- [What to do]: Each line below should be quoted exactly, please.

- [Raw records]:
━━━━━━━━━━━━━━━━━━━━━━━━━━━━━━

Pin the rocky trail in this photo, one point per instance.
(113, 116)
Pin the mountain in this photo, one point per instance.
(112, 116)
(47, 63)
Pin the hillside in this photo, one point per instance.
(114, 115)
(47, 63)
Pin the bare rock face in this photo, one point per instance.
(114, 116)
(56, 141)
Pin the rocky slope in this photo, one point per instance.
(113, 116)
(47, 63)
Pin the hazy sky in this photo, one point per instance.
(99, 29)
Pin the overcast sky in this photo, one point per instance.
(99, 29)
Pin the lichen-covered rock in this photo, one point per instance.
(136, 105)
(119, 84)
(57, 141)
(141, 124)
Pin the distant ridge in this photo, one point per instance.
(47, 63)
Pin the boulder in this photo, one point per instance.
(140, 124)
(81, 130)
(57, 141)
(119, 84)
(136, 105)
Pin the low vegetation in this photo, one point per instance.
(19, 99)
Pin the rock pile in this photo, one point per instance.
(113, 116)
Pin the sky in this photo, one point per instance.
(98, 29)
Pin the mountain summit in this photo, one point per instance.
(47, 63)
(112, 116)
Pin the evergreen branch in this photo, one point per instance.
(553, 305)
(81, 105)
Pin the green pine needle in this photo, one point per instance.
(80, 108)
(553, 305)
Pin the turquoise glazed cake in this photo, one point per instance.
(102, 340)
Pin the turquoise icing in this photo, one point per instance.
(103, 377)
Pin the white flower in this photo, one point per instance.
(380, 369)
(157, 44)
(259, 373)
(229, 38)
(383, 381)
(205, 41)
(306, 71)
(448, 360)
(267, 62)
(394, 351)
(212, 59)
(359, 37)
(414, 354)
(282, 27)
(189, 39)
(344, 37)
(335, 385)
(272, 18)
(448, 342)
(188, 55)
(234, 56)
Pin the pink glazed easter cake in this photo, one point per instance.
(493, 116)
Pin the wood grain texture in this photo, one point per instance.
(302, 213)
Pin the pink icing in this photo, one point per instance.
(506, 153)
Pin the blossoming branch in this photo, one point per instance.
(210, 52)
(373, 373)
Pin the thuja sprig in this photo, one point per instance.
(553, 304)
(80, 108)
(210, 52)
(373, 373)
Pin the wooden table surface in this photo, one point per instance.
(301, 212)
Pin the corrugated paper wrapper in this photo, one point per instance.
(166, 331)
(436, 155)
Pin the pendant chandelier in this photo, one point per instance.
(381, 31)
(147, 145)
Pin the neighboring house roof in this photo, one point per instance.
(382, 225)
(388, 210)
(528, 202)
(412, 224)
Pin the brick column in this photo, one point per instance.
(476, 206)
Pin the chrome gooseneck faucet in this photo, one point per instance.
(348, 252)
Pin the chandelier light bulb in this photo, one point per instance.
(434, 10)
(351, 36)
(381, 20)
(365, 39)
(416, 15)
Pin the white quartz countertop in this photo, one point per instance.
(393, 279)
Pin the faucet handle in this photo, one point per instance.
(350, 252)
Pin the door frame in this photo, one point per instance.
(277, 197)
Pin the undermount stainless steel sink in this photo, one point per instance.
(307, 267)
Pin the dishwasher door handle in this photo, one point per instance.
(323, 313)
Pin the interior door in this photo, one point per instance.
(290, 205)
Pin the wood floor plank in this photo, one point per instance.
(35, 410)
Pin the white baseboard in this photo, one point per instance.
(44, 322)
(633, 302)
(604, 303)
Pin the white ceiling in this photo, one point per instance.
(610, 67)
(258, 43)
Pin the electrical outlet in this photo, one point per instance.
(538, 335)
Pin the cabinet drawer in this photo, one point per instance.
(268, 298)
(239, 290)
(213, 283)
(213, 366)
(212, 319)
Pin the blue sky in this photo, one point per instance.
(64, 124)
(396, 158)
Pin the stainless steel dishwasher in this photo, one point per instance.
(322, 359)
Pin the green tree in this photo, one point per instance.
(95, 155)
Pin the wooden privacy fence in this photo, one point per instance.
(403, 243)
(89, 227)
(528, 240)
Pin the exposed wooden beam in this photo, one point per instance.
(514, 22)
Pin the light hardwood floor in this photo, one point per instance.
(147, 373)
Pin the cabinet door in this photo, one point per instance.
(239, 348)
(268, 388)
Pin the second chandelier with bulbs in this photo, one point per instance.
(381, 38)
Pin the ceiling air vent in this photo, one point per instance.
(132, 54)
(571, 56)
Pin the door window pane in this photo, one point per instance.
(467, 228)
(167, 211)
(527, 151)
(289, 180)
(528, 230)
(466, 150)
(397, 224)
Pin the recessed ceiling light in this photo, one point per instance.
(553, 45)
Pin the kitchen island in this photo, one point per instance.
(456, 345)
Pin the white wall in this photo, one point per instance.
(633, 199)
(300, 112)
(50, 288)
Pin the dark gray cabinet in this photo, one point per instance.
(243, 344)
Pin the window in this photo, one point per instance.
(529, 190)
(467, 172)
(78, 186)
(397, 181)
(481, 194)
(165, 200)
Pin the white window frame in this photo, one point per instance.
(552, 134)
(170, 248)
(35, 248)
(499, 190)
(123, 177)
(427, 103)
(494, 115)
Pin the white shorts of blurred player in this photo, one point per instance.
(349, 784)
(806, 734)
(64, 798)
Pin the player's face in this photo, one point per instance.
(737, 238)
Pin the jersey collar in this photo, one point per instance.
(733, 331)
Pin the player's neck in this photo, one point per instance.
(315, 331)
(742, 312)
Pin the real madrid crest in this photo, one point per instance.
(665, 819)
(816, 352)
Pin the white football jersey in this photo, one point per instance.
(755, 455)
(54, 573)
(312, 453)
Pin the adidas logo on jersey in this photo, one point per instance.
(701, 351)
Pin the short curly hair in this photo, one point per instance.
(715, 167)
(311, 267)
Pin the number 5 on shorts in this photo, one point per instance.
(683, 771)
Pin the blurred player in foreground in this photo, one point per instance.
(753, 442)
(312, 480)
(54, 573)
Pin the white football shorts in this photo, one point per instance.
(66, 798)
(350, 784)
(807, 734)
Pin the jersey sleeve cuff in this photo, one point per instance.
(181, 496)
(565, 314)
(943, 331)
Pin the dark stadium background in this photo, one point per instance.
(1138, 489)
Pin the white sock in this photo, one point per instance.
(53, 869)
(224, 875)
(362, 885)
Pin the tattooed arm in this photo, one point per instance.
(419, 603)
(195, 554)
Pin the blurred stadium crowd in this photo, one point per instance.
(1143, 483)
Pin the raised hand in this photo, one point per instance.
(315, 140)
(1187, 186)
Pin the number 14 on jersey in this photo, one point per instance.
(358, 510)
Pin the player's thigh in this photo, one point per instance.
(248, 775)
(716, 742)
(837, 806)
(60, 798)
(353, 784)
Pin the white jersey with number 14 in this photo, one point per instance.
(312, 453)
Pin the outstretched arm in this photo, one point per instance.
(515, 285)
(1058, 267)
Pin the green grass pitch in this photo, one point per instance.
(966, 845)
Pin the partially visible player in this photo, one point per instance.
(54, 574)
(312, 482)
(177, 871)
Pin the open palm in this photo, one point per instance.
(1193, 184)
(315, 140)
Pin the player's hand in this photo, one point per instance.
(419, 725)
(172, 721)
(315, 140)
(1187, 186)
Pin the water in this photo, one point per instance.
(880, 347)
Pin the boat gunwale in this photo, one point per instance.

━━━━━━━━━━━━━━━━━━━━━━━━━━━━━━

- [Exercise solution]:
Pin the rocky trail in this photo, one point per instance.
(113, 116)
Pin the mountain in this photo, one point per instance.
(112, 116)
(47, 63)
Pin the hillside in this photo, one point per instance.
(114, 115)
(47, 63)
Pin the bare rock face in this photo, one point per instance.
(114, 116)
(56, 141)
Pin the rocky slope in this photo, one point per instance.
(113, 116)
(47, 63)
Pin the hazy sky in this photo, one point per instance.
(99, 29)
Pin the overcast sky in this photo, one point per instance.
(99, 29)
Pin the lichen-covered rock in this photo, one point per instance.
(136, 105)
(119, 84)
(57, 141)
(141, 124)
Pin the distant ridge in this photo, one point per instance.
(47, 63)
Pin the boulder in this photo, one point per instance.
(140, 124)
(81, 130)
(57, 141)
(119, 84)
(136, 105)
Pin the low vegetation in this photo, one point per instance.
(19, 99)
Pin the rock pile in this photo, one point per instance.
(113, 116)
Pin the sky in this photo, one point per instance.
(98, 29)
Pin the mountain summit in this photo, one point per instance.
(47, 63)
(112, 116)
Pin the evergreen branch in this photo, one point per instance.
(553, 305)
(81, 105)
Pin the green pine needle in this photo, one point per instance.
(80, 108)
(553, 305)
Pin the turquoise glazed cake in this photo, one point per instance.
(102, 340)
Pin the turquoise icing in this photo, one point per instance.
(103, 377)
Pin the white flower in this photo, one point per instance.
(380, 369)
(157, 44)
(259, 373)
(229, 38)
(383, 381)
(205, 41)
(306, 71)
(448, 360)
(267, 62)
(394, 351)
(212, 59)
(359, 37)
(414, 354)
(282, 27)
(189, 39)
(344, 37)
(335, 385)
(272, 18)
(448, 342)
(188, 55)
(234, 56)
Pin the pink glazed easter cake in this photo, one point per instance.
(493, 116)
Pin the wood grain texture in this photo, one point per instance.
(302, 213)
Pin the pink icing in this photo, one point per instance.
(506, 153)
Pin the blossoming branch in this photo, one point per instance.
(210, 52)
(373, 373)
Pin the thuja sprig in this photo, one point per instance.
(553, 304)
(80, 108)
(210, 52)
(373, 373)
Pin the wooden table surface in this photo, one point per instance.
(301, 212)
Pin the corrugated paper wrapper in this photo, one point per instance.
(166, 331)
(436, 155)
Pin the pendant chandelier in this photo, one point per instance.
(381, 31)
(147, 145)
Pin the neighboring house roof in this photo, one point per instance.
(382, 225)
(388, 210)
(528, 202)
(412, 224)
Pin the brick column in this photo, one point per instance.
(476, 206)
Pin the chrome gooseneck faucet in this photo, one point per instance.
(348, 252)
Pin the chandelier light bulb in this photo, one point per instance.
(434, 10)
(351, 36)
(381, 20)
(365, 39)
(416, 15)
Pin the white quartz countertop in this photo, one point per instance.
(393, 279)
Pin the faucet handle in this photo, one point per instance.
(350, 252)
Pin the door frame in this photo, one point per instance.
(277, 197)
Pin the undermount stainless steel sink in this photo, one point per instance.
(307, 267)
Pin the dishwasher door handle in this photo, one point per instance.
(323, 313)
Pin the interior door in this photo, one point per instance.
(290, 205)
Pin the wood floor plank in this photo, one point per instance.
(35, 410)
Pin the white baseboard in this photo, one point per instance.
(44, 322)
(633, 302)
(604, 303)
Pin the white ceiling in this photo, one point per instance.
(610, 67)
(258, 43)
Pin the electrical outlet in this photo, one point per instance.
(538, 335)
Pin the cabinet drawer in this photo, one point per instance.
(268, 298)
(239, 290)
(213, 283)
(213, 366)
(212, 319)
Pin the blue sky in this photo, one point per instance.
(64, 124)
(396, 158)
Pin the stainless steel dishwasher in this photo, one point per instance.
(322, 359)
Pin the green tree in this photo, one point per instance.
(95, 155)
Pin the wooden privacy fence in this photo, one point per instance.
(403, 243)
(89, 227)
(528, 240)
Pin the exposed wooden beam in this photo, one point per instance.
(514, 22)
Pin the light hardwood floor in this photo, one point per instance.
(147, 373)
Pin the cabinet door in this photo, one point per instance.
(239, 348)
(268, 388)
Pin the second chandelier with bulbs in this photo, one point per instance.
(381, 38)
Pin the ceiling air vent in this photo, one point per instance.
(132, 54)
(571, 56)
Pin the door window pane in this photo, one point per instance.
(467, 228)
(167, 211)
(527, 151)
(289, 180)
(528, 230)
(466, 150)
(397, 224)
Pin the recessed ceiling light in this photo, one point per instance.
(553, 45)
Pin the kitchen island in this photo, one point per instance.
(456, 345)
Pin the white wall in this photo, one point per instance.
(633, 199)
(300, 112)
(50, 288)
Pin the dark gray cabinet in this photo, one point per instance.
(243, 344)
Pin the window in this photo, one point per instance.
(529, 190)
(467, 172)
(78, 186)
(397, 181)
(481, 194)
(165, 200)
Pin the white window frame in this photo, one point per instance.
(552, 134)
(170, 248)
(35, 248)
(499, 190)
(123, 177)
(427, 103)
(494, 115)
Pin the white shorts of blurred player in this photo, one point per instance.
(349, 784)
(806, 734)
(64, 798)
Pin the player's face in this photo, one point per instance.
(737, 238)
Pin the jersey collar in this photo, one point per instance.
(733, 331)
Pin the player's neck in this photo, one point per instance.
(315, 331)
(742, 312)
Pin the real madrid crest in this photo, one point per instance.
(665, 819)
(816, 352)
Pin the white football jersey in this photo, one point per instance.
(755, 455)
(54, 573)
(312, 453)
Pin the adidas logo on jersey in this photo, one point per instance.
(701, 351)
Pin the short curly hair in this photo, one point per instance.
(715, 167)
(311, 267)
Pin the number 5 on shorts in this photo, one point per instance.
(683, 771)
Pin the blurred player in foreground in this photo, one point per instance.
(753, 442)
(312, 480)
(54, 573)
Pin the white football shorts in this photo, one point per instance.
(66, 798)
(350, 784)
(807, 734)
Pin the jersey sleeve cuff in this photo, one point per instance.
(181, 496)
(565, 314)
(943, 331)
Pin the dark stadium background in this photo, one point per instance.
(1138, 489)
Pin the white sock in this photo, one point per instance.
(53, 869)
(224, 875)
(362, 885)
Pin the tattooed arm in this photo, one point per instance.
(419, 603)
(195, 554)
Pin the blurred stadium crowd in this photo, one point per instance.
(1143, 483)
Pin the raised hand in this photo, one point per instance.
(315, 140)
(1187, 186)
Pin the number 14 on jersey in this photo, one point per instance.
(358, 510)
Pin the player's thigh in this photo, one point per instance.
(248, 775)
(716, 742)
(837, 806)
(60, 798)
(353, 784)
Pin the white jersey with number 14 in this photo, one point per instance.
(312, 453)
Pin the outstretched arm in this photo, one point per instance.
(515, 285)
(1058, 267)
Pin the green grass pitch in this photo, one point per instance.
(966, 845)
Pin the partially visible player in this photo, one point per instance.
(54, 574)
(312, 482)
(177, 871)
Pin the open palm in this photo, one point per instance.
(1193, 184)
(315, 140)
Pin the player's hand in this photo, one point per instance.
(419, 725)
(172, 721)
(315, 140)
(1187, 186)
Pin the water in this photo, one point per instance.
(880, 347)
Pin the boat gunwale in this photo, one point per instance.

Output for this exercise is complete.